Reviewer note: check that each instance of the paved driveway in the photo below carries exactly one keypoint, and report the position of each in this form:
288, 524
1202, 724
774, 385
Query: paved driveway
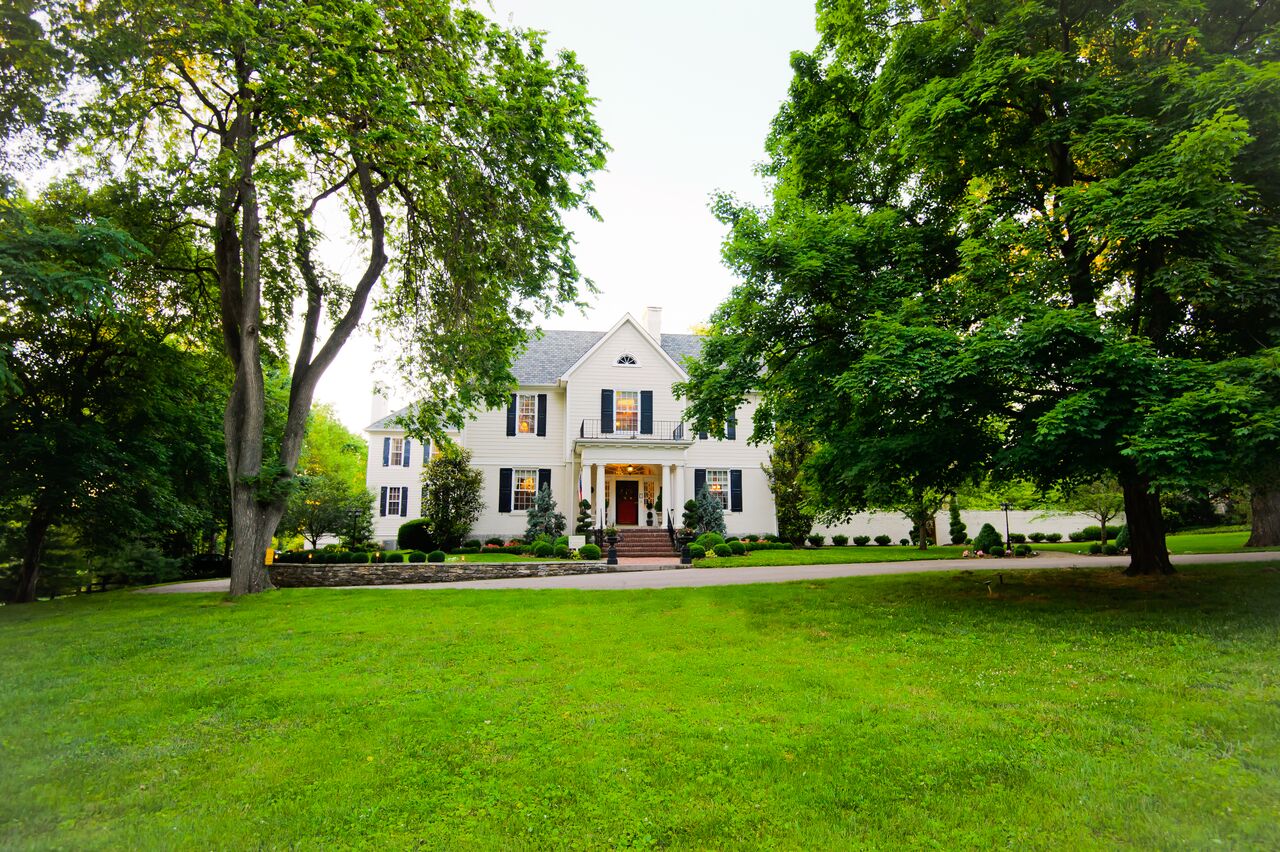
690, 577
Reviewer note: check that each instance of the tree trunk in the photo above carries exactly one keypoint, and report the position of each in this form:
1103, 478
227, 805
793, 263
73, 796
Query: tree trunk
1147, 550
1265, 508
37, 531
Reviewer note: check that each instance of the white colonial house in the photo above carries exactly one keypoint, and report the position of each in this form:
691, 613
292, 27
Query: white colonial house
594, 417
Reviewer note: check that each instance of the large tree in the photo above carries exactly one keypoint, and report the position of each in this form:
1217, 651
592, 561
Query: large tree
1009, 227
108, 402
451, 145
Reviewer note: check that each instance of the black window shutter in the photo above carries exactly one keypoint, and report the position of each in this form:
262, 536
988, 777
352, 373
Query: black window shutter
606, 410
647, 412
504, 489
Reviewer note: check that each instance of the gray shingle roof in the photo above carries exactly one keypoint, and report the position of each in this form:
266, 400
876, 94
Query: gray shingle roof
549, 357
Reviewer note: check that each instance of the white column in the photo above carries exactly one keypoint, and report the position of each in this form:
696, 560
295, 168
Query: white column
598, 504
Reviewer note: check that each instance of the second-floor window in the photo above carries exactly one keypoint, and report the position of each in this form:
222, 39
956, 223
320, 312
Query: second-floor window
526, 413
626, 411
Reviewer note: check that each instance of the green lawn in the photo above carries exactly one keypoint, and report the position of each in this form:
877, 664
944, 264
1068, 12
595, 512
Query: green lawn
1073, 709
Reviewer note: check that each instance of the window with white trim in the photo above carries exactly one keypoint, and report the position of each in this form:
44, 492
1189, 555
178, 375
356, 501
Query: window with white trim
524, 486
626, 411
526, 413
717, 482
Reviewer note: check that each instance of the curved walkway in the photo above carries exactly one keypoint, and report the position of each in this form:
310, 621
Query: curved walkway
672, 578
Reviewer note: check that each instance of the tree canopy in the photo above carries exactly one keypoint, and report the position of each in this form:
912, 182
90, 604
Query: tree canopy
1002, 234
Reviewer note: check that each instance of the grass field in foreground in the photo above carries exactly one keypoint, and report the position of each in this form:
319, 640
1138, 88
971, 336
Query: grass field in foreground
1073, 709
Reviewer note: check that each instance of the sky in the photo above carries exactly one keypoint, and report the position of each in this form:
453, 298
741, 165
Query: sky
685, 92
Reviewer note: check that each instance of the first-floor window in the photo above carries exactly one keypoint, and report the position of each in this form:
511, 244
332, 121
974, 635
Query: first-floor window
717, 482
524, 488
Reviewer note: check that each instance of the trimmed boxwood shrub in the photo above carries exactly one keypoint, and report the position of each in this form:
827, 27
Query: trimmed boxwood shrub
416, 535
709, 540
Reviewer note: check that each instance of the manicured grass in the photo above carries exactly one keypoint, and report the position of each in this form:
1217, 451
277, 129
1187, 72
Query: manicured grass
1070, 710
830, 555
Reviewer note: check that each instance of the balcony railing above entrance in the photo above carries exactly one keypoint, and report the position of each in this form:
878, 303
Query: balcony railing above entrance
663, 430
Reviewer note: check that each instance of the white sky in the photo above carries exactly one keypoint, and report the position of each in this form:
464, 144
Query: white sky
686, 90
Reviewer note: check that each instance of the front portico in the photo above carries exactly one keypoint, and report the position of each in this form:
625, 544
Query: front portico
625, 471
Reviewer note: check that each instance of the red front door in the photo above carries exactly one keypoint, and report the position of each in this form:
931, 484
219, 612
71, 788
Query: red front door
629, 502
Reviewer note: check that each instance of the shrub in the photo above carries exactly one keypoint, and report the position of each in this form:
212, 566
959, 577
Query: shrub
416, 535
709, 540
987, 539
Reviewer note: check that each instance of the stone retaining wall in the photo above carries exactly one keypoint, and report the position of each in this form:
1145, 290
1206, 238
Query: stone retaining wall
296, 576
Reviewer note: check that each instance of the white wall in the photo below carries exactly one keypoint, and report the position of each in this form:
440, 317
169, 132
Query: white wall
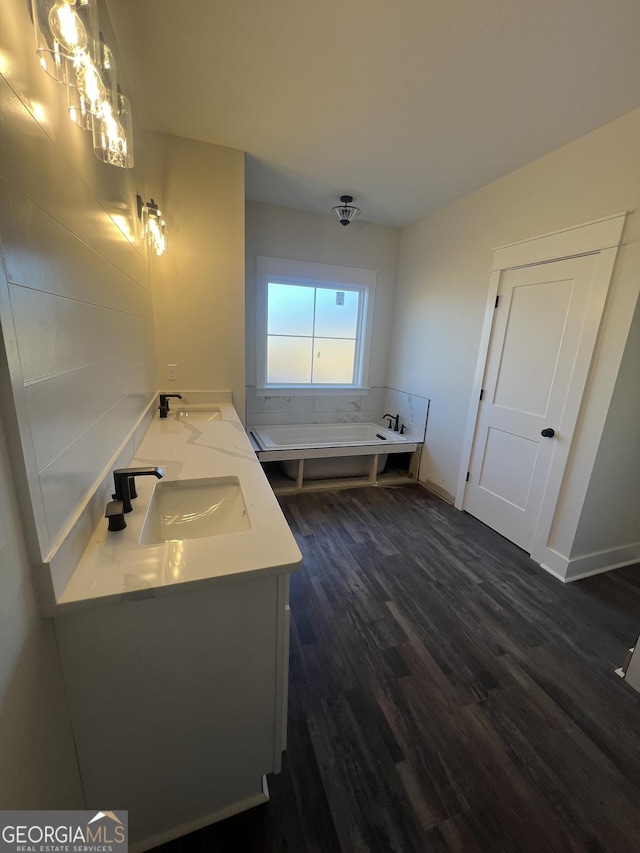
38, 767
443, 276
198, 287
280, 232
75, 300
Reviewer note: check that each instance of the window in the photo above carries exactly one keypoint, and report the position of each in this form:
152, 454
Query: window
314, 325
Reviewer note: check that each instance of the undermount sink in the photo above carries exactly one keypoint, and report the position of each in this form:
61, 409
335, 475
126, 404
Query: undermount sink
194, 509
198, 415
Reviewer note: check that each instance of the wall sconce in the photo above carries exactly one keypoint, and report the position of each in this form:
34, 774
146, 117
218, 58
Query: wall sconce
71, 49
345, 212
154, 228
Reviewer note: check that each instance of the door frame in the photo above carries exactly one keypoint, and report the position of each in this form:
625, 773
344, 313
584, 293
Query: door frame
601, 237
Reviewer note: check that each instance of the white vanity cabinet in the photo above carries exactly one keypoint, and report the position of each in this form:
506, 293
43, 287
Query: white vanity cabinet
178, 700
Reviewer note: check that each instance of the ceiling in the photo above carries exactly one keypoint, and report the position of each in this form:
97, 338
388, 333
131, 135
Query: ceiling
404, 104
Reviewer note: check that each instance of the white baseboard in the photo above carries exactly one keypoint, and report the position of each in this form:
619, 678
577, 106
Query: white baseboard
192, 826
602, 561
437, 490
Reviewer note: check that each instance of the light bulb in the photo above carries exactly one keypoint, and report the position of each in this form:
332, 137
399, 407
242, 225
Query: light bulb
66, 27
113, 140
90, 83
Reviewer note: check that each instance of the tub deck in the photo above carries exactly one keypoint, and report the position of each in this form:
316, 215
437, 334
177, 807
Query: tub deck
283, 443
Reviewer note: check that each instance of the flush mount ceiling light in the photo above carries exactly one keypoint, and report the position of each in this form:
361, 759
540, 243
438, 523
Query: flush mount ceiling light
154, 228
345, 211
71, 49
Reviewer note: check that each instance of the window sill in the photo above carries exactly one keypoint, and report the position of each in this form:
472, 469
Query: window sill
312, 391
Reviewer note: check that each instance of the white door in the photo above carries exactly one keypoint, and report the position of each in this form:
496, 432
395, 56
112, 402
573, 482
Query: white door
523, 421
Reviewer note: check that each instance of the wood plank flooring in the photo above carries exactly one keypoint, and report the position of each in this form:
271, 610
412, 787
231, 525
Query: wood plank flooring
446, 693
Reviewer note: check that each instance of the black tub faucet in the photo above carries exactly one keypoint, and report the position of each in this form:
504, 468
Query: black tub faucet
395, 420
123, 478
164, 403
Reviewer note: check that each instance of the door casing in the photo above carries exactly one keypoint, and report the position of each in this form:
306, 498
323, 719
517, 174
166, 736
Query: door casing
557, 522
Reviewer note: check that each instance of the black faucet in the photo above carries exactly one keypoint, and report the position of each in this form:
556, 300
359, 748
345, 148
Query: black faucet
124, 478
164, 403
115, 514
395, 420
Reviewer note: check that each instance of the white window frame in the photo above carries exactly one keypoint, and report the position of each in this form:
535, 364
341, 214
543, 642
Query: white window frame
308, 274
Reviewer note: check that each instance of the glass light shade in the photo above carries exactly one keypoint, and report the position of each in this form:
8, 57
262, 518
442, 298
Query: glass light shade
79, 112
346, 212
66, 26
95, 84
113, 133
89, 83
63, 28
154, 228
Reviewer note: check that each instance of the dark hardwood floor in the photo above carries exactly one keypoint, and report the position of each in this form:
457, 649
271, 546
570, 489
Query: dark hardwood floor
446, 694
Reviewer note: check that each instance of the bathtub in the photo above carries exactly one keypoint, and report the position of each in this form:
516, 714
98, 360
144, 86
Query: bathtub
327, 451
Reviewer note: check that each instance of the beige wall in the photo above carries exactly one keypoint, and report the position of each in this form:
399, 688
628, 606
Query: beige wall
442, 289
444, 263
279, 232
198, 287
75, 309
611, 512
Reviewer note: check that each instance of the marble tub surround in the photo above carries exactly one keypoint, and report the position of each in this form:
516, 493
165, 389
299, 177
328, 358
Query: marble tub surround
115, 566
413, 411
339, 408
313, 409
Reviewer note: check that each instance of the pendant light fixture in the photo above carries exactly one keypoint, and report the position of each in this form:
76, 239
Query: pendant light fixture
346, 212
70, 48
63, 29
154, 228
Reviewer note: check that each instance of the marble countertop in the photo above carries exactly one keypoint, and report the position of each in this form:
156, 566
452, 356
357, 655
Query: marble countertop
116, 567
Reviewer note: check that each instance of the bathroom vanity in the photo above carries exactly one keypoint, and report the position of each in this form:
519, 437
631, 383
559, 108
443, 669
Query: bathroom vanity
174, 635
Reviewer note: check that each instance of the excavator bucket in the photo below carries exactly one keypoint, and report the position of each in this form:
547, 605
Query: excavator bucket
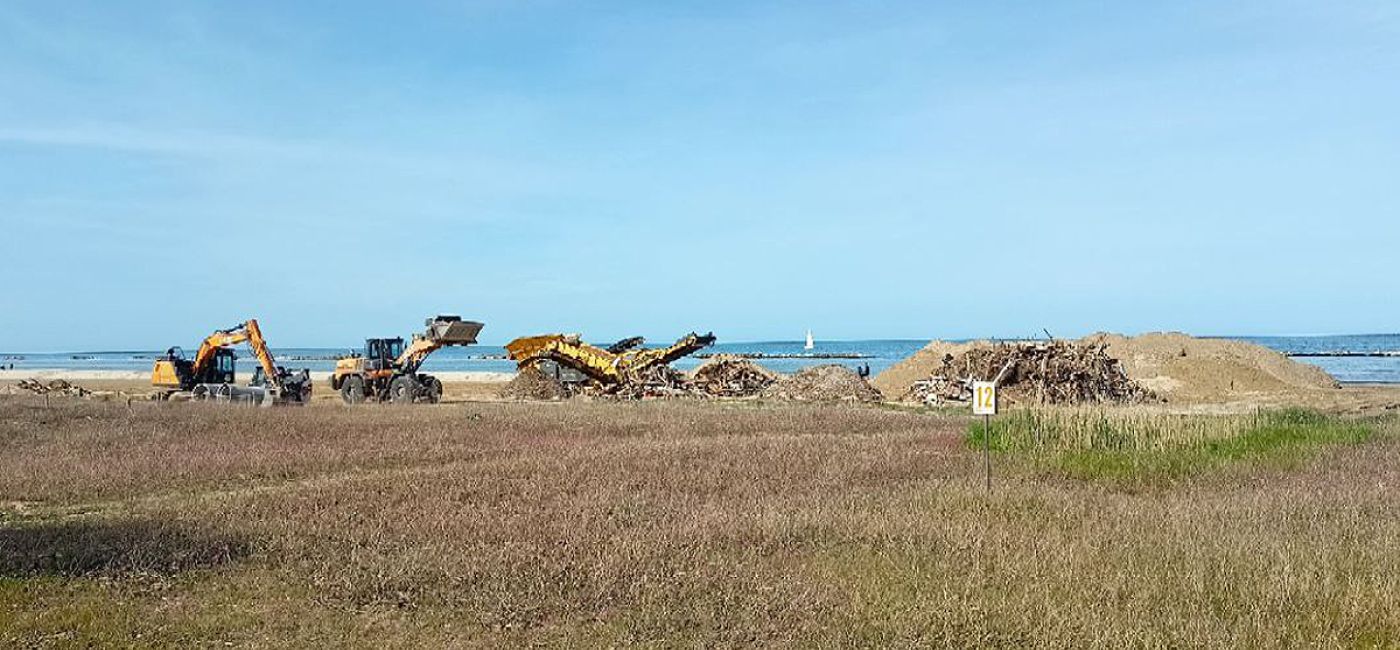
450, 329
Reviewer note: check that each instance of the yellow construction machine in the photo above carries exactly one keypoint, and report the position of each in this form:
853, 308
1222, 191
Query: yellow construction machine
388, 370
566, 357
210, 374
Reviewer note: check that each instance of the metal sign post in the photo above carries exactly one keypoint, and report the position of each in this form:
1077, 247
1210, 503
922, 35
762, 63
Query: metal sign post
984, 404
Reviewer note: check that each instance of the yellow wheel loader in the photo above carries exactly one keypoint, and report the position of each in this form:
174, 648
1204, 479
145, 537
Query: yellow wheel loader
210, 374
388, 370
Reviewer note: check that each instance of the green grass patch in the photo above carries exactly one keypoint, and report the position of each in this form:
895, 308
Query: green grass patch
1143, 448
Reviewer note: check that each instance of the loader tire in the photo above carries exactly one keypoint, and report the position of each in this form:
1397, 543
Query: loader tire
352, 390
402, 390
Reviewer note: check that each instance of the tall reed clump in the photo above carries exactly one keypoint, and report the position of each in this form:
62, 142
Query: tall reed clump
1141, 446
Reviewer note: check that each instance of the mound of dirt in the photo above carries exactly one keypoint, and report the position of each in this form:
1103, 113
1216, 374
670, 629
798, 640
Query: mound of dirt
1056, 371
823, 384
1173, 366
534, 384
1187, 369
731, 377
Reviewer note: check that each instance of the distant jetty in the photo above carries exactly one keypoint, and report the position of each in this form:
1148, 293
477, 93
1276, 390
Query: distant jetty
1378, 353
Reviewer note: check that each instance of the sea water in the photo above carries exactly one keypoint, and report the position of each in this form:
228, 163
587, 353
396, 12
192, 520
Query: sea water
1351, 359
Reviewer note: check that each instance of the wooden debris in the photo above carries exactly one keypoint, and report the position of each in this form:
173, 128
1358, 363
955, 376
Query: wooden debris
731, 377
53, 387
1056, 371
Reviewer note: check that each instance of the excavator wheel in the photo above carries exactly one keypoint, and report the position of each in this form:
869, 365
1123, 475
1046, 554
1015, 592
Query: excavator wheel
431, 390
352, 390
402, 390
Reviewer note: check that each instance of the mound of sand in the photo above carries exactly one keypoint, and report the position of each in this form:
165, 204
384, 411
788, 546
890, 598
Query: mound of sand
1173, 366
823, 384
532, 384
1187, 369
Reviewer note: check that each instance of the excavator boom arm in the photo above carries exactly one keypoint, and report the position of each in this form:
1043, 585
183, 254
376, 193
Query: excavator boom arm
245, 332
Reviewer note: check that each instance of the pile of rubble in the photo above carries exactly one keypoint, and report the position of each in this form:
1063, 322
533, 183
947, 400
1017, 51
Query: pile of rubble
53, 387
731, 377
534, 384
657, 381
1056, 371
823, 384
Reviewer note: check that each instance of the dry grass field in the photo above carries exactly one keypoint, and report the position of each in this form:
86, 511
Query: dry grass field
669, 524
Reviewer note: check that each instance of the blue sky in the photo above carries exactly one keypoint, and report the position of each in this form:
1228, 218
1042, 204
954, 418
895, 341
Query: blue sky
868, 170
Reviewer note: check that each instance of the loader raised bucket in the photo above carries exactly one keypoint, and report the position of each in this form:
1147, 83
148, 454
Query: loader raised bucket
451, 329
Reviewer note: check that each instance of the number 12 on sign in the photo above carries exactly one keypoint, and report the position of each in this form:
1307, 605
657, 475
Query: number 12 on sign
984, 398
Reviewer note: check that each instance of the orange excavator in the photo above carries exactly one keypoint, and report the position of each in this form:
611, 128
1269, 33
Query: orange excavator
210, 374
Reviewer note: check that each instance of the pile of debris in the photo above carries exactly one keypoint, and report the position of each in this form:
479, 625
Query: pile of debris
728, 376
823, 384
1056, 371
655, 381
53, 387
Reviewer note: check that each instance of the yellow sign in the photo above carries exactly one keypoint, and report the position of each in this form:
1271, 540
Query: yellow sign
983, 398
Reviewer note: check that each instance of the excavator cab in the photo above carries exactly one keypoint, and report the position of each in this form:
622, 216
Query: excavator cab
177, 371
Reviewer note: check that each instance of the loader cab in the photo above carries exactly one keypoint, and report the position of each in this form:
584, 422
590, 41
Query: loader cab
380, 353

= = = = =

§ SHORT TASK
Quote every line from the line containing "Reviewer note: check that each instance of the orange" through the closing line of the listing, including both.

§ OUTPUT FOR THIS TASK
Reviewer note: check that each instance of the orange excavator in the photo above carries exactly one keypoint, and report the position of each in this form:
611, 128
1269, 33
Query: orange excavator
210, 374
Reviewer note: check that each instance of the pile of debris in the photo above carries exactly one keypoint, and report the position of each in this form:
479, 625
Query: pile of debris
728, 376
823, 384
1056, 371
655, 381
53, 387
Reviewer note: check that each instance of the yellow sign in the photo above carries exactly one keypoint, and report the position of each in this form:
1271, 540
Query: yellow sign
983, 398
Reviewer note: check that each instance of the excavator cab in the photo above carries exactly one keypoint, and report the position of each in this form:
622, 216
Query: excavator cab
177, 371
Reviewer note: check that each instance of the loader cab in the photo above carries exactly one keypoint, and report the position of each in this form:
584, 422
590, 41
Query: loader cab
380, 353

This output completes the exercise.